TEKS BACAAN.
____

Bahaya Arus Balik WNI Simpatisan ISIS dari Suriah

Bahaya Arus Balik WNI Simpatisan ISIS dari Suriah

Teror bom di Thamrin yang diduga dilakukan oleh kelompok ISIS 14 Januari 2016 lalu menjadi suatu peringatan serius bagi Indonesia. Aksi teror yang telah mengakibatkan 4 warga sipil dan 4 dari kelompok teroris tewas ini harus diwaspadai. Aksi ini bukan menjadi sebuah akhir dari aksi teror dari kelompok radikal yang berafiliasi dengan ISIS di Suriah.

Kapolda Metro Jaya, Irjen Pol Tito Karnavian (18/11/2015) menyatakan bahwa ada 384 WNI yang sudah bergabung dengan kelompok ISIS di Suriah. Pada saat itu Kapolda Metro Jaya juga menyatakan bahwa 46 WNI kembali ke Indonesia setelah bertempur di Suriah. Para kombatan inilah yang berpotensi menjadi pelaku aksi teror di Indonesia, dan bukan hal yang mustahil bahwa sebagian dari mereka adalah pelaku teror bom di Thamrin.

Aksi teror oleh kelompok ISIS mantan kombatan Suriah berbeda dengan aksi teror dari kelompok radikal kanan yang terjadi di Indonesia sebelumnya seperti bom Bali I dan II, JW Marriott dan Ritz-Carlton. Jika teror bom sebelumnya hanya 1 aksi berupa bom bunuh diri, maka teror bom di Thamrin selain bom bunuh diri di gerai kopi Starbukcs juga ada aksi serangan dengan tembakan ke polisi. Serangan kelompok ISIS mempunyai ciri khas serangan dengan senjata seperti bentuk peperangan di Suriah, hal ini membedakan dengan generasi kelompok Al Qaeda yang serangan terornya berbentuk bunuh diri.

____

[Data penempatan titik]

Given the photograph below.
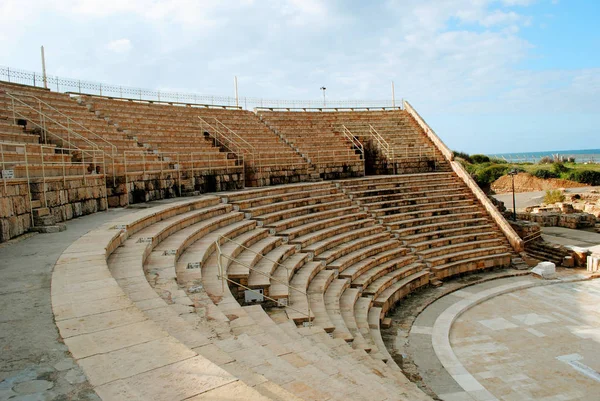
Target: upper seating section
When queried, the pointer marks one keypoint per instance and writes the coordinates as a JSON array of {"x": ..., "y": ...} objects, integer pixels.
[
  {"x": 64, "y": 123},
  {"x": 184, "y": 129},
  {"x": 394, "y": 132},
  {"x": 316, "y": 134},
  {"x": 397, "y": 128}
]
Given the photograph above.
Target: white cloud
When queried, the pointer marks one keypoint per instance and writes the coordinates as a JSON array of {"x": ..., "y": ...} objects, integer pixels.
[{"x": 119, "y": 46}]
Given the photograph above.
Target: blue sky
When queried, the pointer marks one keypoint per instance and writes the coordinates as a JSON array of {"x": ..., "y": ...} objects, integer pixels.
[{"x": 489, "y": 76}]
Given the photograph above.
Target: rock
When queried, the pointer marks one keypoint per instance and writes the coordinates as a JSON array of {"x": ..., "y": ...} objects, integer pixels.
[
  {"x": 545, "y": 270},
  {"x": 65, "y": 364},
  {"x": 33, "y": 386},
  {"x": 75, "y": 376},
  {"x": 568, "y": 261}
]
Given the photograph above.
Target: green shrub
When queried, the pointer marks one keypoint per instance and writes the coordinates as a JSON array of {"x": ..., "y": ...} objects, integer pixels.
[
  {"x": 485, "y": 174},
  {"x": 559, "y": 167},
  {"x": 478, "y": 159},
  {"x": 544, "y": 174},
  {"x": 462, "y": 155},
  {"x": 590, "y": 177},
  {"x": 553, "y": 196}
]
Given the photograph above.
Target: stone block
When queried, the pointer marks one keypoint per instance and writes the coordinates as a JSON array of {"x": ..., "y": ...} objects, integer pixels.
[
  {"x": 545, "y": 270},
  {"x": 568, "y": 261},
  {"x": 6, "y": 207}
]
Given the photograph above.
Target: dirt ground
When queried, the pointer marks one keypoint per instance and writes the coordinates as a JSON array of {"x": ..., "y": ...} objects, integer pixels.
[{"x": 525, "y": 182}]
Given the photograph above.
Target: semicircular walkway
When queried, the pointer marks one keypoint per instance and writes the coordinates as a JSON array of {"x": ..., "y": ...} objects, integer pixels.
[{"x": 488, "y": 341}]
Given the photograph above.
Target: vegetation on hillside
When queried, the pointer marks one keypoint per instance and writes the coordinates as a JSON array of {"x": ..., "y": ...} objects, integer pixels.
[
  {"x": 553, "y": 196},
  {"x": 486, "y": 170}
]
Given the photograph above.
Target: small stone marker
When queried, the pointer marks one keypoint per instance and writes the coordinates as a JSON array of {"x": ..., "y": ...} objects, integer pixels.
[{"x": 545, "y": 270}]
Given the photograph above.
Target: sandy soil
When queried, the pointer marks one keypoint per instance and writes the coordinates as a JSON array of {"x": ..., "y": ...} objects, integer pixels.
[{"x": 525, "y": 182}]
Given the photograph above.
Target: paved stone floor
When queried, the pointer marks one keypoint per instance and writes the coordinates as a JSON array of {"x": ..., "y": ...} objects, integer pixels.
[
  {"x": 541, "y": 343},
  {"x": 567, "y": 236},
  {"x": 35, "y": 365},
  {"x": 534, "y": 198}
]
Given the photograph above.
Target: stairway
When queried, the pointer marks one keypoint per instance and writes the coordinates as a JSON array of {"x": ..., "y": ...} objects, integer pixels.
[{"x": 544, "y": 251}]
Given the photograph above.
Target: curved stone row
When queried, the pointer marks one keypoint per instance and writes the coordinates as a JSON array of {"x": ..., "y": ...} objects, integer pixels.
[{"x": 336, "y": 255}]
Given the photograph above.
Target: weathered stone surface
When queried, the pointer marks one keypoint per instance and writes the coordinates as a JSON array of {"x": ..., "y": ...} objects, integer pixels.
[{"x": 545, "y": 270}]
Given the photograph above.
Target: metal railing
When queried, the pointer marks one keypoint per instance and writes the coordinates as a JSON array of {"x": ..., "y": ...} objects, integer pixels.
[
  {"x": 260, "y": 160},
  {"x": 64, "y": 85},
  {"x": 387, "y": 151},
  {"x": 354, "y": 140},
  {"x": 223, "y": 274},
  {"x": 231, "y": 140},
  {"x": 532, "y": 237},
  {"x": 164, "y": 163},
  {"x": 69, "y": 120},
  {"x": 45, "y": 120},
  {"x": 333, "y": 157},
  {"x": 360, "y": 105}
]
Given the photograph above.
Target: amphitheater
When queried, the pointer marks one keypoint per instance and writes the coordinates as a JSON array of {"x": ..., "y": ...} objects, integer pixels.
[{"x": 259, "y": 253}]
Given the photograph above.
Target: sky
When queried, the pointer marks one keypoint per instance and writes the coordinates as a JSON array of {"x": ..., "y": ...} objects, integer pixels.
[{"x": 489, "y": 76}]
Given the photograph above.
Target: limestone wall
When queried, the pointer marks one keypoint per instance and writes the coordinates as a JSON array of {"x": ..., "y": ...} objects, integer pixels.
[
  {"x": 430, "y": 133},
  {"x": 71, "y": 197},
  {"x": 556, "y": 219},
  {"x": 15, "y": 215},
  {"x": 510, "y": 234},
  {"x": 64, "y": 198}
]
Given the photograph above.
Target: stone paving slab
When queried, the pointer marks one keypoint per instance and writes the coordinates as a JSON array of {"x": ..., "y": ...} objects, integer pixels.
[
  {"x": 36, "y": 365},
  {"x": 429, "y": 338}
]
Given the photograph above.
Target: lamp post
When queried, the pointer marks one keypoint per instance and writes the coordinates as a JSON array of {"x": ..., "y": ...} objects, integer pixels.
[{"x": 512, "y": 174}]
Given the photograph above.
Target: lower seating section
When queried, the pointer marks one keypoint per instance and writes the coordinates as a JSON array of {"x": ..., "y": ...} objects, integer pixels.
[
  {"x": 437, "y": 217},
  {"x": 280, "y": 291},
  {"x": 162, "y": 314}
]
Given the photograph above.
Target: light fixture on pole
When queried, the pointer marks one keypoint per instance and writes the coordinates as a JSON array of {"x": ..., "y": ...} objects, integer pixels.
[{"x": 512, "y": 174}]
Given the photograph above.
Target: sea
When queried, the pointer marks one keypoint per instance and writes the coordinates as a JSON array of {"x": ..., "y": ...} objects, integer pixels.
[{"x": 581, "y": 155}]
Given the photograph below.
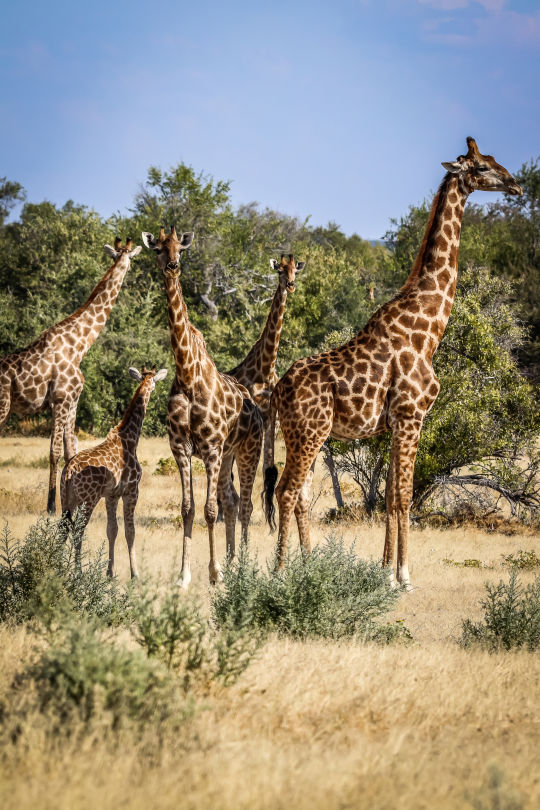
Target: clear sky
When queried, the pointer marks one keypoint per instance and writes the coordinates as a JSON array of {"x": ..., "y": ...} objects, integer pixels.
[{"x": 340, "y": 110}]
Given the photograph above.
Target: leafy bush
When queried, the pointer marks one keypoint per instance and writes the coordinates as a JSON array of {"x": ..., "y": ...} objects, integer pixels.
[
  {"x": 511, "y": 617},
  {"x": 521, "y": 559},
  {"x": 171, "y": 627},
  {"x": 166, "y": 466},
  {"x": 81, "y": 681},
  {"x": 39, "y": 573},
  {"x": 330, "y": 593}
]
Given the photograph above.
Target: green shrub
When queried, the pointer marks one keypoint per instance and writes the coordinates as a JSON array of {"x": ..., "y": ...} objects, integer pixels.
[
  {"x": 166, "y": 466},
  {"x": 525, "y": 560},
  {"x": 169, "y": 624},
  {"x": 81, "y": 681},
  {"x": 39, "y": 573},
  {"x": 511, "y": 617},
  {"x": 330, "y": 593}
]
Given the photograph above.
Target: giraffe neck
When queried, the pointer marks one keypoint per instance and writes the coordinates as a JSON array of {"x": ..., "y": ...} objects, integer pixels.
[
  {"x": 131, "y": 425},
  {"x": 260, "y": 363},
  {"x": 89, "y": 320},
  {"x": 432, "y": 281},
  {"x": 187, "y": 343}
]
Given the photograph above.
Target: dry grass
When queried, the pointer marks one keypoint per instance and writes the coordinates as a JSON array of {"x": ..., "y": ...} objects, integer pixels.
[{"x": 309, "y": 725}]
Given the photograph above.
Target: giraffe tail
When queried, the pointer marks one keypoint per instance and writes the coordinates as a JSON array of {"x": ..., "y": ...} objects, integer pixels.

____

TUGAS LATIHAN A.
Salin dengan persis seluruh bagian teks tentang arus balik WNI simpatisan ISIS, mulai dari "Teror bom di Thamrin yang" hingga "dengan ISIS di Suriah.".
TUGAS LATIHAN B.
Teruskan teks tentang arus balik WNI simpatisan ISIS dengan menulis bagian berikutnya, dimulai setelah kalimat terakhir yang ditampilkan.

JAWABAN LATIHAN A.
Teror bom di Thamrin yang diduga dilakukan oleh kelompok ISIS 14 Januari 2016 lalu menjadi suatu peringatan serius bagi Indonesia. Aksi teror yang telah mengakibatkan 4 warga sipil dan 4 dari kelompok teroris tewas ini harus diwaspadai. Aksi ini bukan menjadi sebuah akhir dari aksi teror dari kelompok radikal yang berafiliasi dengan ISIS di Suriah.

JAWABAN LATIHAN B.
Kelompok ISIS patut diwaspadai oleh Indonesia mengingat arus balik WNI simpatisan ISIS dari Suriah mulai terjadi. Selain itu masifnya serangan dari berbagai negara ke Suriah membuat pertahanan ISIS semakin terurai. Kombatan yang berasal dari simpatisan negara lain mulai mengamankan diri dan kembali ke nagara asal. Salah satu dampak dari melemahnya ISIS di Suriah adalah adanya serangan atau aksi teror yang mengatasnamakan ISIS di berbagai negara termasuk Paris dan Indonesia.

Aksi teror bom di Thamrin diduga merupakan aksi gabungan dari mantan kombatan Suriah dan kelompok radikal MIT pimpinan Santoso di Poso. Paling tidak, ada hubungan antara kelompok Santoso, Bahrun Naim di Suriah, dan para pelaku teror bom di Thamrin. Hubungan ini bisa dilacak melalui transaksi keuangan dengan metode follow the money oleh PPATK. Metode pembuktian lain adalah melacak bukti komunikasi yang dilakukan oleh kelompok tersebut.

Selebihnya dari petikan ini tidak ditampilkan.